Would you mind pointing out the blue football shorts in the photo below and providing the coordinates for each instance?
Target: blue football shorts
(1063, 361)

* * *

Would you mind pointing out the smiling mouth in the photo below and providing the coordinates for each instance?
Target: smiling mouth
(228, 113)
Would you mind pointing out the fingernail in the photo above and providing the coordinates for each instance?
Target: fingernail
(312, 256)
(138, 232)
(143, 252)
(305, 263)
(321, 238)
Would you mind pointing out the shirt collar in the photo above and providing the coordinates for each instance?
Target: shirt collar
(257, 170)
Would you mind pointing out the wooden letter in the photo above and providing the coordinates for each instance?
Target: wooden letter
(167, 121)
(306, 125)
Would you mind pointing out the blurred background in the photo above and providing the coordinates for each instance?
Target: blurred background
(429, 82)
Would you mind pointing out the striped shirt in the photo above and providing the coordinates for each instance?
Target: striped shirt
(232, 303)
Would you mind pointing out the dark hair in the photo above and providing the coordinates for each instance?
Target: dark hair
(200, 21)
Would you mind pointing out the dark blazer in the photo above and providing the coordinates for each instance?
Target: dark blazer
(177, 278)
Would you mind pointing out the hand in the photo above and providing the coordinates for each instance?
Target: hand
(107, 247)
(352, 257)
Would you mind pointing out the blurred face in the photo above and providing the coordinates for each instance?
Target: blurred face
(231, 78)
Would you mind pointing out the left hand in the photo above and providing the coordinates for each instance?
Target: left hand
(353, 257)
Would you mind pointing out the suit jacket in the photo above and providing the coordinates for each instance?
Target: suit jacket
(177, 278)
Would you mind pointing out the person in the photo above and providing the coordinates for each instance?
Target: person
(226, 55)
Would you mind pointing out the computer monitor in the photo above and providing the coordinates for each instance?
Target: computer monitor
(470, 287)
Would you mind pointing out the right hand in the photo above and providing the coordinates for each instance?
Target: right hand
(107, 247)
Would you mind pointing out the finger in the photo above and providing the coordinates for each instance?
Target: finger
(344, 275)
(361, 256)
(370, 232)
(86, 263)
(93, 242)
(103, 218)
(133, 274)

*WRITTEN EXERCISE*. Copy out the data word for word, from the line with "Would you mind pointing out the blue" to the line with "(1063, 361)", both of those lines included.

*SOLUTION*.
Would you mind pointing out the blue football shorts in the photo below and providing the coordinates for each instance?
Target: blue football shorts
(1063, 361)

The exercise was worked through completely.